WHAT NEEDS TO BE DONE:
Rewrite every line from the one containing "the metal bracket?" down to the end of the listing below, shifting each coordinate in the answers up by 75 and leaving all other lines unchanged.

****************************************

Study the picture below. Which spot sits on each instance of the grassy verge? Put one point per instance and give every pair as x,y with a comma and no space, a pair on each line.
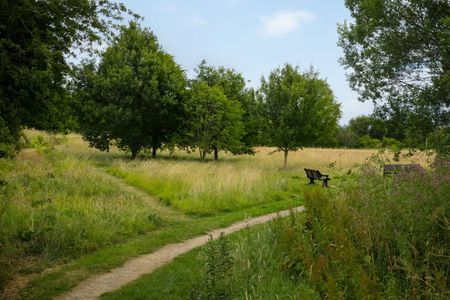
382,238
65,277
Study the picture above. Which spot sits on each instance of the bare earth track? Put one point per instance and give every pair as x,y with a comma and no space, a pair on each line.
97,285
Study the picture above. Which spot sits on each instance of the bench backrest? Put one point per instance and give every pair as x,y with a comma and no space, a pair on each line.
397,168
313,174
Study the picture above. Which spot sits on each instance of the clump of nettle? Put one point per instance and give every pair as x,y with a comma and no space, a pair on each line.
381,237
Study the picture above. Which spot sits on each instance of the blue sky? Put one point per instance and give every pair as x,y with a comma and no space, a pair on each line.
254,37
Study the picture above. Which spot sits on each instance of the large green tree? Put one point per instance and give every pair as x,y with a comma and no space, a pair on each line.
214,121
36,40
134,97
399,56
300,109
232,84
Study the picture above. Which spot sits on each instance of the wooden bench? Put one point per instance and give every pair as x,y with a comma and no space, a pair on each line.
400,168
316,175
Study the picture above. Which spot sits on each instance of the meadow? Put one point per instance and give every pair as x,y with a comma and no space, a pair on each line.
381,238
69,211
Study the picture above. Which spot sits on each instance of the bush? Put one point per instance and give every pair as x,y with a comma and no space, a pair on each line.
382,237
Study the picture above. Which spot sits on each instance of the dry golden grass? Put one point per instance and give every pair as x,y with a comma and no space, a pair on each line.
183,181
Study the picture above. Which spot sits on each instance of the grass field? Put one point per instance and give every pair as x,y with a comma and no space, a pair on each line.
68,211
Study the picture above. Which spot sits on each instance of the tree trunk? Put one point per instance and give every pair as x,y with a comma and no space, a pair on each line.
216,153
285,158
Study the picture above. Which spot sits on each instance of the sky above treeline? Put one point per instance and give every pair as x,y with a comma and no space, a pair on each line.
254,37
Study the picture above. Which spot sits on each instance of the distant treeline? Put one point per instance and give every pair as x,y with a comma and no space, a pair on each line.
135,96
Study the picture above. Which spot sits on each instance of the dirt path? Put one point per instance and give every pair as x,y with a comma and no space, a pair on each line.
97,285
168,213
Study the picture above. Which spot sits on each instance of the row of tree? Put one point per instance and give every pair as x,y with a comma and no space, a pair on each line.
397,53
137,97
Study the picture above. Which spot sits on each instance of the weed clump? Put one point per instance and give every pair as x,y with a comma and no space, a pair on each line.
216,281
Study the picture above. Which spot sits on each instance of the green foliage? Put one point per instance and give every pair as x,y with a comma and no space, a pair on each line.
300,109
367,125
216,280
232,84
215,122
398,53
346,138
134,97
384,238
54,207
9,140
439,140
36,38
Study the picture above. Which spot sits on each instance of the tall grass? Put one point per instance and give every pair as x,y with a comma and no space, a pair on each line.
384,238
56,207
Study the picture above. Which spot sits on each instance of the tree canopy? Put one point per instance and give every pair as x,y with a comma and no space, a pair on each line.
300,109
134,97
36,40
399,56
215,122
233,87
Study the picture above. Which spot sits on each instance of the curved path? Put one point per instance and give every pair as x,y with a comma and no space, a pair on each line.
97,285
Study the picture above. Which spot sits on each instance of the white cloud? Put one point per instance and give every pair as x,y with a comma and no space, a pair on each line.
170,7
197,20
284,21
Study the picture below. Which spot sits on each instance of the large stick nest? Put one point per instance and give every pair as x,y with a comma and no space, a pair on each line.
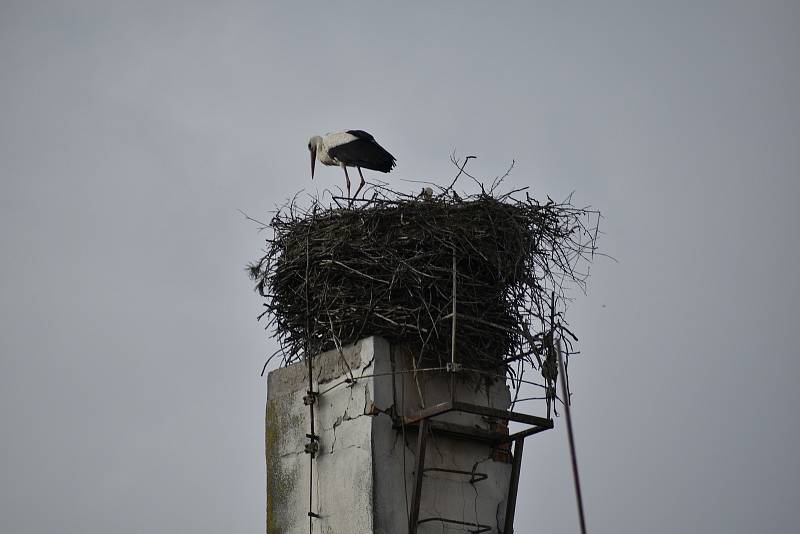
335,273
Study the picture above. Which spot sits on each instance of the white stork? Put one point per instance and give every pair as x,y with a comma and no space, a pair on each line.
353,148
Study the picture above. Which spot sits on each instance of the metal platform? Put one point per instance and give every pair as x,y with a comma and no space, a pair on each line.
424,422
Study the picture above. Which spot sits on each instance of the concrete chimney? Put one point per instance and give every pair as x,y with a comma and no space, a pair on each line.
361,479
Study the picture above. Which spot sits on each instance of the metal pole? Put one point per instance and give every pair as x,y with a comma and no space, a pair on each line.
565,396
418,474
511,503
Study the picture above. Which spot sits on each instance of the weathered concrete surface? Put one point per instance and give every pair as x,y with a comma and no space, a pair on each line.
363,474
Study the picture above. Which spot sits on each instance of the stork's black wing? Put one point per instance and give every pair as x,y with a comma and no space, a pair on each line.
363,152
361,134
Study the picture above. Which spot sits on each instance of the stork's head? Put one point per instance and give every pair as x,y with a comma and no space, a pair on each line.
313,145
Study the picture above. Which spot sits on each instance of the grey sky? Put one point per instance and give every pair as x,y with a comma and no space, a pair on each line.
130,399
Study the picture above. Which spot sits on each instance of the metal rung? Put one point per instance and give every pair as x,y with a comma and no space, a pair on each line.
478,527
473,475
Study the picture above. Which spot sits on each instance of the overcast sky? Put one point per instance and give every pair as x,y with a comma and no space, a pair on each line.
131,132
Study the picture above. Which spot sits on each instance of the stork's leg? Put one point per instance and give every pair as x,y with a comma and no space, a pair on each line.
346,177
362,182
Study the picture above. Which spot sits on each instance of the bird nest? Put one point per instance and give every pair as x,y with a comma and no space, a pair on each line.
404,267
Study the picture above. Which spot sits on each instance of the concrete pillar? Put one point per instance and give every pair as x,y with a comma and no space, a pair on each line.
363,473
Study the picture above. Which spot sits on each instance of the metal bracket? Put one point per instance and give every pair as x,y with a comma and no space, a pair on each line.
425,423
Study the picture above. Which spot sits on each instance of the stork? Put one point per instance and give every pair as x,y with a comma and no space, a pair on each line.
353,148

****************************************

THE RESULT:
Study the picture above. Which spot sits on each instance of the metal bracket? Put one point per instance and give every pair as x,y with a comma and no space, a pair on each line.
500,498
Study the picture above. Which spot sits on each instance of the stork? Put one point per instance and give every pair as x,y with a comma and no space, a pair on each line.
428,223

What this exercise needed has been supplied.